— Work to be completed —
The records need to be set down again exactly as they appear.

— Exercise data —
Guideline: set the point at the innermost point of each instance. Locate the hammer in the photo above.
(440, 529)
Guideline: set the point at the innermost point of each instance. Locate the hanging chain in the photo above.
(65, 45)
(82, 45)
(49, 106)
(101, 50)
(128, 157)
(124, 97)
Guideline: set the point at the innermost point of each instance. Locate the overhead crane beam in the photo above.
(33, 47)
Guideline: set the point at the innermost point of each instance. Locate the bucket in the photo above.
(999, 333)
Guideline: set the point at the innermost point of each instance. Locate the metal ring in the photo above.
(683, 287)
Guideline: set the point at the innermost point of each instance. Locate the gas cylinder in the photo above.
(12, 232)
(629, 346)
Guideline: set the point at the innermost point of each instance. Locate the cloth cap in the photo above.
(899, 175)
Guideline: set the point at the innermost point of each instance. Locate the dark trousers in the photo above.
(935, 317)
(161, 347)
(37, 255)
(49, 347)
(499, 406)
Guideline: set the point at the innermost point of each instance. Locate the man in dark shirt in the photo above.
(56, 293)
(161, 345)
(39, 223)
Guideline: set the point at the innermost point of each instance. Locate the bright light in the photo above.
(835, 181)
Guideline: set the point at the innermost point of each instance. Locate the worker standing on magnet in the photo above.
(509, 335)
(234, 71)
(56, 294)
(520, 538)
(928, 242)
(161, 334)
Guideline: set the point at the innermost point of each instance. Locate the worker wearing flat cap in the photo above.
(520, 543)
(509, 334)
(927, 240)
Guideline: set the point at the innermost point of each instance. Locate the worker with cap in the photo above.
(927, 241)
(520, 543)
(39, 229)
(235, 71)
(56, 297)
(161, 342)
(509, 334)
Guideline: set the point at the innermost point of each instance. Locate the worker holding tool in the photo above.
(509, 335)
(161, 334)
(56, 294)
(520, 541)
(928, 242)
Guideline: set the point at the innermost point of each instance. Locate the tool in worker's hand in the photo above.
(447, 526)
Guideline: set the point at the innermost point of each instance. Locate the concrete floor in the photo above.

— Output of the task —
Guideline: set the point at the innermost point of each instance. Locate the hammer in the photo above.
(440, 529)
Guideline: set the point at the innermost point of each instance. Locate the hanging chain in the photo above.
(65, 45)
(82, 45)
(49, 106)
(101, 50)
(128, 157)
(124, 97)
Guideline: set the point at the innermost point of each instance. Locate the overhead crane beam in the photo above.
(33, 47)
Guideline: set the point at the innermost point of each instance. Locate the bucket in the photo above.
(999, 333)
Guideline: set the point at the innermost point of each instance. Locate the metal ring in the photo above.
(683, 287)
Guideline: set the point at the innermost point of each instance. Locate the gas cylinder in the photo above.
(12, 232)
(629, 346)
Guideline: set the point at the innermost point of each instance. Locate the cloth cap in the photo above.
(899, 175)
Guideline: set the point at the innermost point of each instance. Locate the dark trousers in the photo above.
(935, 317)
(161, 347)
(37, 255)
(49, 347)
(499, 406)
Guideline: set the point at the innermost point of each instance. Locate the man in dark shirt in the photo above.
(56, 293)
(161, 345)
(39, 223)
Guideline: set the point at the innermost point of each instance. Locate the bright light in the photo above.
(835, 181)
Guideline: set the point at the innermost point of each instance. Locate the worker standing on magnet in the photo above.
(509, 335)
(234, 71)
(56, 294)
(520, 538)
(928, 242)
(161, 334)
Guideline: set the point at the innermost point of each instance. Locate the worker wearing flat cap in the photo above.
(520, 543)
(509, 334)
(927, 240)
Guideline: set the point at the innermost point of each instance. Locate the worker with cap in the photo above.
(927, 241)
(520, 543)
(39, 229)
(235, 71)
(56, 297)
(161, 342)
(509, 334)
Guideline: set the point at the innermost point of each instance. Locate the worker holding tool in the photo above.
(509, 335)
(161, 334)
(56, 294)
(520, 541)
(928, 242)
Guideline: set the point at the innermost point of each instance. Locate the tool in worker's hand in the photo above.
(447, 526)
Guideline: set the point at the innermost point of each instance. Locate the concrete floor in the photo above.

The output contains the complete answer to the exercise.